* EXERCISE DESCRIPTION
Could you return each entry below exactly as written, minus any pictures?

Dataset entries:
*****
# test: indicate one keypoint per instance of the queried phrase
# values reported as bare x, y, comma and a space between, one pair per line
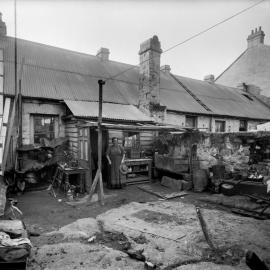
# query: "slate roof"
60, 74
110, 111
251, 67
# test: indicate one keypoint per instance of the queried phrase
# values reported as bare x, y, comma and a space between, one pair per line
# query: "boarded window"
243, 125
83, 143
191, 121
220, 126
44, 127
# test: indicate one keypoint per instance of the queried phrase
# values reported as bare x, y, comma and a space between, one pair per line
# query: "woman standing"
115, 155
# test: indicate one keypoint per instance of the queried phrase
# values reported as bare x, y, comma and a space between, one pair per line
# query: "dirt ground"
133, 227
43, 212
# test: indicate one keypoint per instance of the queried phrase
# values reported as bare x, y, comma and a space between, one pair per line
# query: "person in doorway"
115, 156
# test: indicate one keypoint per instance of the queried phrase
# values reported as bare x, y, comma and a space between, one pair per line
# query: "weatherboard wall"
35, 107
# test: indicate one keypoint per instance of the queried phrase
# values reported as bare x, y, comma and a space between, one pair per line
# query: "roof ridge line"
69, 71
69, 50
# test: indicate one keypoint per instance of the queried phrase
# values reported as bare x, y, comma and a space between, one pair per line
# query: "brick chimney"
149, 81
256, 37
103, 54
209, 78
3, 28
*****
* TASK OUTPUT
# test: indicate one keypoint per instance of the queried phrase
# values reported as bare x, y, comma and a space between, one pair per line
# query: "slate roof"
60, 74
110, 111
251, 67
# test: indicate one keypoint per instance of the queried phrase
# values reported as bare x, y, comma and a space between, one pair per line
# query: "boarded window"
243, 125
83, 143
191, 121
220, 126
44, 127
# test: indicate one keypoint per instance of the queried phrase
# values reported as bare x, y, comma and a space between, one pair per line
# query: "woman standing"
115, 155
# test: indicate one keypoint per instance of the queried phrase
# values reported as bare x, y, comma and a space between, one pair per line
# query: "dirt ground"
133, 227
43, 212
# test: indicate one keypoint per instance of the queried phrase
# values reported as bare x, y, comma and a space between, one pair per line
# query: "person in doorway"
115, 156
# test: indicate one keypoint per instance of the queried phrase
# values reported as bare x, y, comma and a space between, one pair per line
# query: "weatherboard wall"
35, 107
# test: indicate one keypoint per instance of the queried phrase
# values reported as bare x, y, comma and a space between, one pair per line
# query: "roof ridge line"
69, 71
69, 50
# test: indicate one keypoint per instance of the queried phrase
# values reported as bare x, y, comma and a space between, one pair per line
# query: "brick chimney"
149, 81
256, 37
103, 54
209, 78
3, 28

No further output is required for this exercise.